— Polecenie —
Kontynuuj wpis z internetowego dziennika, zaczynając od razu po jego ostatnim zdaniu.

— Pokazany fragment —
Pan pojechał, telewizor zaczął działać. I to jest zła informacja. Trafiłem od razu na jakiegoś prawnika z Wolnych Sądów, który tłumaczył, że nie wolno wprowadzać stanu wyjątkowego. Gotów jestem się założyć, że jakiś czas temu twierdził, że należy wprowadzić stan wyjątkowy w związku z pandemią.
Póżniej z prowadzącym dziennikarzem się zgodzili, że wniosek Premiera do TK to wychodzenie z UE. No i wyłączyłem telewizor.
Mój ulubiony Michał Szułdrzyński napisał: Covid nie był powodem do wprowadzenia stanu wyjątkowego. Ale trzy tuziny migrantów na granicy już tak.
Nie byłby sobą, gdyby pamiętał o przygotowanych i wprowadzonych przez Platformę z PSL-em przepisach o Stanie epidemicznym.
3. Z Moim Nowym Szefem pojechaliśmy do Gorzowa. Na uroczystości. Najpierw z mostu oglądaliśmy przelot iskier, później byliśmy w radio, później byliśmy na uroczystościach, później na obiedzie, później wróciłem do domu.
W domu pusto. Po godzinie przyszła Rudzia z Kocięciem, które najpierw zjadło, później zaczęło po całym domu gonić swój ogon. Niezbyt skutecznie.
Wieczorem oglądałem „Ostatniego Skauta”. Tytuł pamiętałem z wypożyczalni kaset wideo, tej na rogu Filareckiej i Salwatorskiej. Wtedy – z niewiadomych przyczyn – nie udało mi się kasety z nim wypożyczyć. Dziwny ten film. Dziwnymi samochodami jeżdżą. Złą informacją jest, że przespałem finał. Więc nie wiem, jak się kończy.
Jutro w Gazecie: o dzisiejszych uroczystościach, o tym, że Maryla Rodowicz jest honorową obywatelką Zielonej Góry, o zmianach w rozkładach gorzowskich autobusów, no i o tym, że Lubuskiem nie ma już Porozumienia, bo całe przechodzi do Adama Bielana.
wtorek, 31 sierpnia 2021
31 sierpnia 2021
30 sierpnia 2021
1. Pojechałem do miasta po kocie jedzenie. Lało. Jak z cebra. Kupiłem w Acion kilka niepotrzebnych rzeczy. W Rossmanie kocie jedzenie. Lało jak z cebra. Zalało dziurę pod wiaduktem. Nie na tyle, żeby nie była przejezdna. Pod Amazonem na parkingu stoją już samochody. Nie byłem w Lidlu. I to jest zła informacja.

— Dane do zadania —
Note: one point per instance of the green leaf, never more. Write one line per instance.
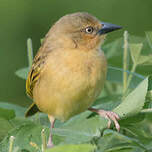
(112, 141)
(134, 102)
(24, 134)
(135, 50)
(7, 114)
(149, 38)
(73, 148)
(22, 73)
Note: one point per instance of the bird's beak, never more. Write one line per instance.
(107, 27)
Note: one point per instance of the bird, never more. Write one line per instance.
(69, 70)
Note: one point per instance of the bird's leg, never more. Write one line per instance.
(108, 115)
(52, 121)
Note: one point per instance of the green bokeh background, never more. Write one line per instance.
(20, 19)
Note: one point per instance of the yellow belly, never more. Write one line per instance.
(70, 83)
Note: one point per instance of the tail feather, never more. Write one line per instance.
(32, 110)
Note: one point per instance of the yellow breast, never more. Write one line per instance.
(70, 82)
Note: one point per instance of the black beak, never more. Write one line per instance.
(107, 27)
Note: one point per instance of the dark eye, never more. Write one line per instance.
(89, 30)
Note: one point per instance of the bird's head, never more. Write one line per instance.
(81, 30)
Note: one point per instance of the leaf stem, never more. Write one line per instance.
(29, 51)
(125, 61)
(43, 140)
(11, 141)
(131, 75)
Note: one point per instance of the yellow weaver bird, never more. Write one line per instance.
(69, 70)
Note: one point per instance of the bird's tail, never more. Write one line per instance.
(32, 110)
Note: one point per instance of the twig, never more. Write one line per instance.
(11, 141)
(125, 61)
(43, 140)
(29, 51)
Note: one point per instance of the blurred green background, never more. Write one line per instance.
(20, 19)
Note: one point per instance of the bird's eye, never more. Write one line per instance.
(89, 30)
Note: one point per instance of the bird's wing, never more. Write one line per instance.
(35, 72)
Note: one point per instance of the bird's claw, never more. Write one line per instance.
(110, 116)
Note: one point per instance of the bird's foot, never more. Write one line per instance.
(108, 115)
(50, 144)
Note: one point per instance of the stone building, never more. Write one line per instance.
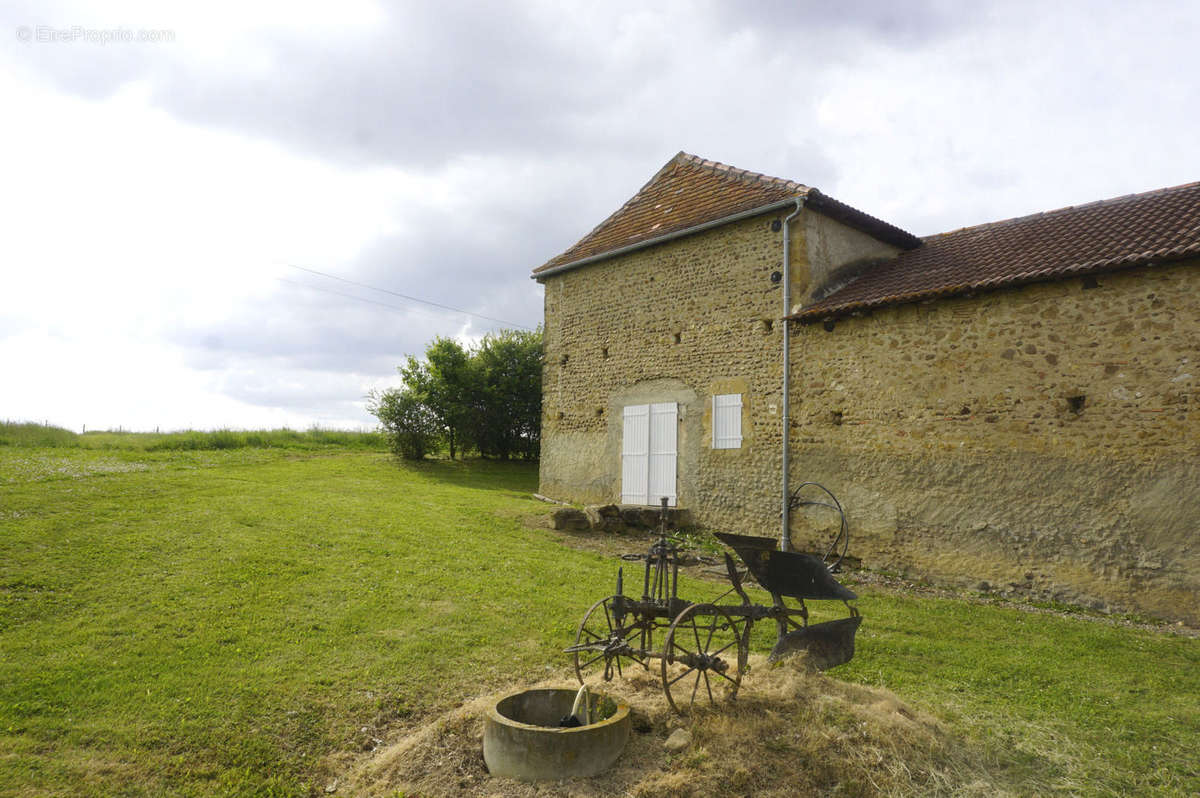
(1009, 406)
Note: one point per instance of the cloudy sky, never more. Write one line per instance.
(165, 168)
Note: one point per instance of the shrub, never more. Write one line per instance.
(412, 427)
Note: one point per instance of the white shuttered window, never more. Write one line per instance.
(727, 421)
(648, 453)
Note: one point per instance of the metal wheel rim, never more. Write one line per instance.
(713, 637)
(585, 660)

— Rozwiązanie —
2. Campus Polska przestał być transmitowany. I to jest zła informacja. Po panelu z Tuskiem i Trzaskowskim ktoś porównał ich do Bidena i Harris. Naszło mnie od razu, że w naszym przypadku odpowiednikiem Bidena jest Trzaskowski.
Koty wyszły rano. Kociątko w ślad za matką wykonało piękny skok z tarasu. Pierwszy wrócił Kocio. Przespał pół dnia na kanapie. Reszta wróciła, gdy się już ściemniło.
3. Jutro w Gazecie: o tym, że serce z Zielonej do Zabrza leciało policyjnym bellem, o tym, że w potrzebie będą nas wspierać niemieckie karetki z ratownikami, o tym, że koparka w Świebodzinie naruszyła gazociąg. No i przede wszystkim o 39 rocznicy wielkiej demonstracji w Gorzowie.
Na koniec dnia zacząłem oglądać na Amazon Prime rosyjski film o obcym statku kosmicznym, który zestrzelony przez niezwyciężone rosyjskie lotnictwo, rozbił się na Czertanowie, zabijając dwieście osób. Jeszcze nie wiem, jak się to skończy. I to jest zła informacja. Na razie jest ciekawie. Młodzież szkolna żąda wykończenia obcych, młodzież zła jest w związku z ofiarami. Nikt nie wiąże ofiar z decyzją o zestrzeleniu.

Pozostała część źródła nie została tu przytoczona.